### Consigne
Prolongez le récit sur les blessés et les ambulances de la bataille en reprenant juste après sa dernière phrase.

### Extrait du texte

╔══

Pendant tout l’après-midi, les blessés affluèrent. Hélas ! quelques fuyards aussi passèrent en débandade, éperdus, fous, souillés de poussière et de sang. C’était la première fois qu’ils allaient au feu ; ils avaient lutté avec vaillance jusqu’au moment suprême où, dans un ébranlement de leurs nerfs, ils avaient désespéré. Alors, le hideux spectre de la Déroute s’était dressé devant eux et les avait étreints de ses bras d’épouvante : ils allaient mornes et silencieux, jetant fusils et sacs et ne songeant qu’à une seule chose : regagner la France au plus vite ! Pauvres jeunes gens ! j’ai vu la formidable horreur de la mêlée, et je ne vous accuse point. Je comprends cette minute d’affolement que vous avez héroïquement rachetée. C’est vous qui avez couvert Verdun à la grande bataille de la Marne ; vous y avez subi de terribles pertes, et vous n’avez pas reculé d’un pas. La patrie vous doit son salut !...

Une ambulance régulièrement constituée était établie au château. Le major français Duteil l’organisa militairement, et bientôt elle fut encombrée de blessés. A 2 h. ½, y arrivait, se traînant péniblement, le médecin-major Simonin : il avait été grièvement blessé, aux côtés du général de Trentinian. Un peu plus tard, blessé aussi, entra un étudiant en médecine, Jean Féron. Etendu sur un matelas, le pauvre docteur fut dans l’impuissance de soigner ses malheureux soldats. Le major Duteil et son aide, l’infirmier Duflot, assumèrent toute la charge du lazaret. Avec un dévouement inlassable, ils travaillèrent jusque tard dans la nuit. A diverses reprises - et nous insistons sur ce fait, - le docteur Duteil donna l’ordre d’enlever du château toutes les armes, ordre qui fut scrupuleusement exécuté. Cependant, cette ambulance était insuffisante. Au cours de l’après-midi, d’autres médecins militaires - que l’on dit être M.M. Sédillot et Vessières, -  convertirent  en lazarets de campagne la maison de M. l’instituteur, de Mme Vve Lambert, de M. Médard et de M. Jacquemin-Graisse. Des drapeaux de la croix - Rouge furent hissés aux fenêtres de l’étage, assurant sécurité  et paix à ces asiles de la souffrance, de la charité et du droit des gens. La maison de M. l’instituteur ne reçut qu’un blessé le samedi ; plus de 50 trouvèrent place chez madame Lambert. Parmi eux se trouvait le capitaine Privat et le lieutenant de Char, attaché d’ambassade à Berne, interprète du général ,de Trentignan. Tous deux étaient couchés sur des lits dans une chambre à l’étage. Les autres maisons recueillirent chacune à peu près le même nombre de malheureux.

╚══

### Extrait des données
╔══

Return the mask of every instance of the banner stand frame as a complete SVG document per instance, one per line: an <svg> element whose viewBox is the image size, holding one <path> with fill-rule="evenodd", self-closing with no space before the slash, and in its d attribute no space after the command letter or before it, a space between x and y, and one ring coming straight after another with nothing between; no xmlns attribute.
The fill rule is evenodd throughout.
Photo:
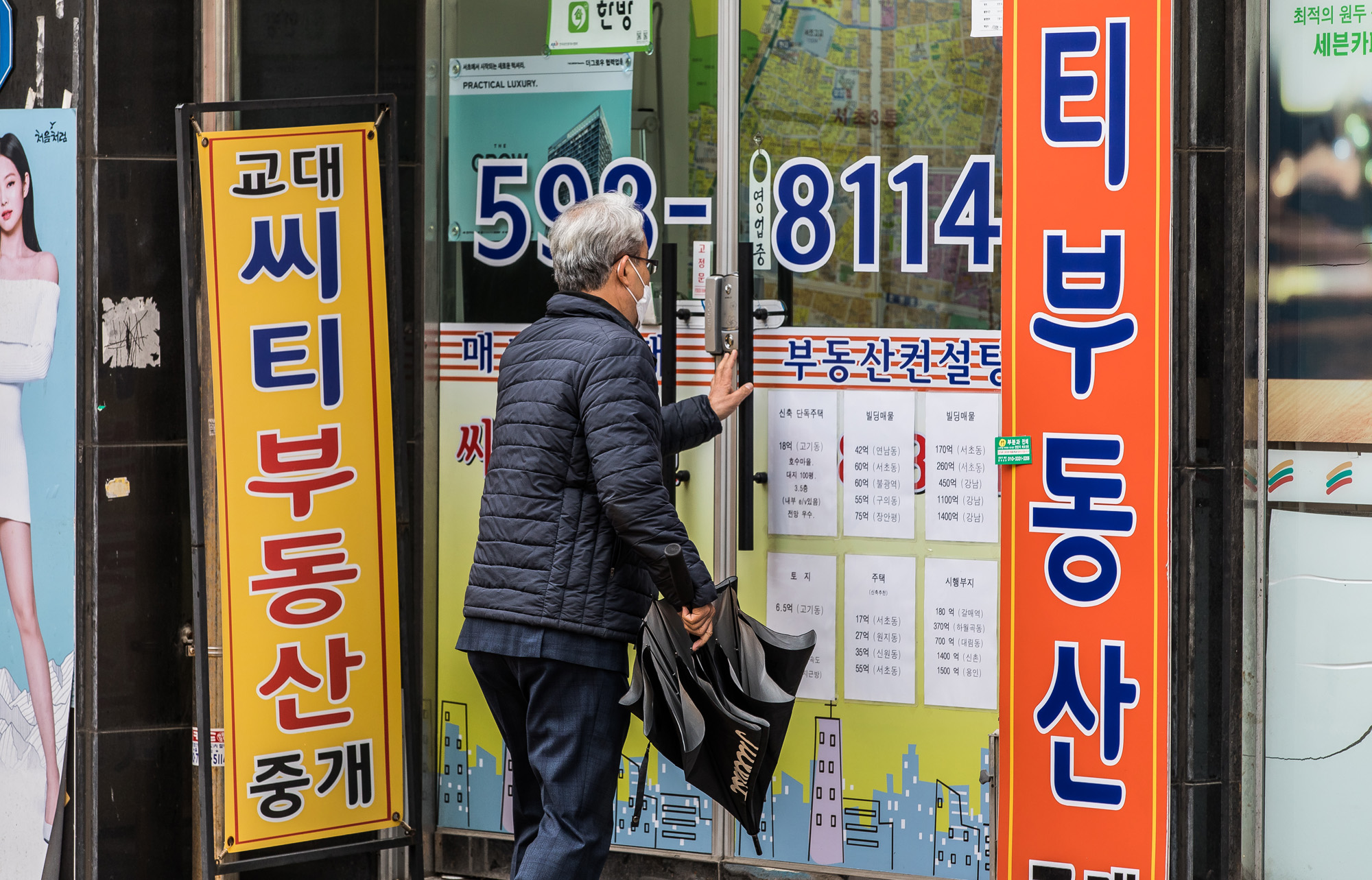
<svg viewBox="0 0 1372 880"><path fill-rule="evenodd" d="M199 201L195 197L196 160L195 141L199 129L195 118L209 112L237 112L252 110L314 110L321 107L365 107L380 108L377 123L384 117L388 125L383 136L387 156L381 162L384 169L386 192L381 197L383 226L386 241L386 289L387 289L387 336L390 340L391 358L391 387L397 381L403 382L403 351L402 351L402 310L401 310L401 230L399 230L399 145L397 141L398 122L395 118L397 97L394 93L379 95L342 95L332 97L296 97L272 99L252 101L207 101L198 104L177 104L177 189L180 201L181 223L181 322L182 344L185 359L185 418L187 418L187 476L191 493L191 587L195 620L195 728L200 743L200 761L196 768L198 774L198 814L199 840L196 840L196 862L200 880L211 880L218 875L239 873L259 868L276 868L300 862L313 862L324 858L338 858L359 853L376 853L398 847L410 847L412 868L417 858L423 858L423 847L417 846L423 833L420 829L406 824L401 816L394 816L406 832L402 836L381 838L370 840L351 840L348 843L335 843L302 850L288 850L261 855L248 855L237 861L221 862L214 854L214 773L213 750L210 747L210 651L209 644L209 599L204 591L206 558L204 558L204 495L202 473L202 429L204 417L200 406L200 337L196 326L199 302L203 286L203 228L200 225ZM379 126L380 127L380 126ZM397 452L395 458L395 495L397 507L410 503L413 493L409 482L409 470L405 456L406 443L399 432L407 424L405 408L409 406L409 396L405 393L391 395L391 424L392 440ZM412 530L413 535L413 530ZM399 535L397 535L399 539ZM398 540L399 544L399 540ZM397 546L397 555L399 554ZM409 554L406 558L413 557ZM418 699L418 670L417 657L417 618L423 604L417 596L409 594L417 583L413 570L407 565L399 565L399 603L401 603L401 699L402 699L402 759L405 762L405 807L412 820L423 824L423 718ZM370 832L375 835L386 833ZM418 862L423 873L423 862Z"/></svg>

╚══

### Réponse
« Je me trouvais à la croix - Rouge du château, raconte le vicaire de l’endroit, M l’abbé Bauret, à qui nous laissons la parole, lorsque, vers 3h., une voix cria dans les salles : - Debout ceux qui savent marcher : on va les évacuer vers la France !

Il se passa alors une scène pénible. De leurs grabat se levèrent de pauvres mutilés ; fiévreusement, ils cherchèrent leur sac et leur capotes, et, sans un cri de douleur, sans une plainte, se hissèrent dans un chariot garni de foin, réquisitionné au village. Ce fut une colonne tragique sur la route de France ! les secousses étaient douloureuses dans ce véhicule cahotant ; mais les coeurs étaient fortifiés par l’espérance d’un retour vers la patrie. Ceux-ci du moins échappèrent aux souffrances, mille fois  plus horribles, d’un long internement en Allemagne !

Durant toute la soirée, des compagnies de toutes arme, repassèrent. L’artillerie ferma la marche. Avec elle partait tout espoir de salut. On eut l’affreuse sensation d’être abandonné aux mains de l’ennemi. Un silence de stupeur enveloppa la salle comme un voile funèbre ; les blessés eux-mêmes oublièrent un instant leur torture physiques, concentrés qu’ils étaient dans la pensée de cet effroyable abandon. Heureusement on ignorait encore les raffinements de la haute culture germanique : l’abattement se serait changé en sauvage désespoir !

La nuit était tout à fait venue. Parfois une fusillade retentissait dans le lointain. Les malades s’assoupissaient, fatigués de souffrir, lorsque vers 10h. un coup de feu raya l’obscurité : une vitre vola en éclats et une balle se perdit dans les boiseries du plafond. L’une des demoiselles de Gerlache se précipita au dehors en criant : Rote Kreuz ! Rote Kreuz ! Une troupe de cavaliers étaient arrêtés en face du château. Ils avaient aperçu les uniformes français circulant dans les corridors éclairés, et, dans leur rage de barbares, ils avaient fait feu. On décida aussitôt de suspendre une lanterne à côté du drapeau de la Croix - Rouge. Le docteur duteil, et son aide Duflot, sortirent pour parlementer avec les prussiens. Ils ne rentrèrent pas : brutalement saisis et garrottés, ils furent emmenés à Bleid, où ils passèrent la nuit à soigner les blessés. Le lendemain à 9 h. ½, on les ramenait au château avec M. Pierrequin, étudiant en médecine [15].

La nuit s’acheva sans autre incident.

Dimanche 23 août - Massacre des blessés.

Le lendemain matin, raconte encore M. le Vicaire, je visitai les autres ambulances. Je recommandai aux propriétaires d’enlever toutes les armes et je me rendis à l’église pour célébrer la messe. Les fidèles, apeurés, se pressaient en foule dans le temple. Je les invitai au calme et à la confiance en Dieu, essayant de les rassurer et de les réconforter. En sortant de l’office divin, je croisai quelques soldats allemands à bicyclette. Ils m’arrêtèrent : -Y a-t-il des soldats français à l’église ?

- Non, messieurs. Venez et voyez. Voici la clef : l’église est fermée.

- C’est bien ! allez !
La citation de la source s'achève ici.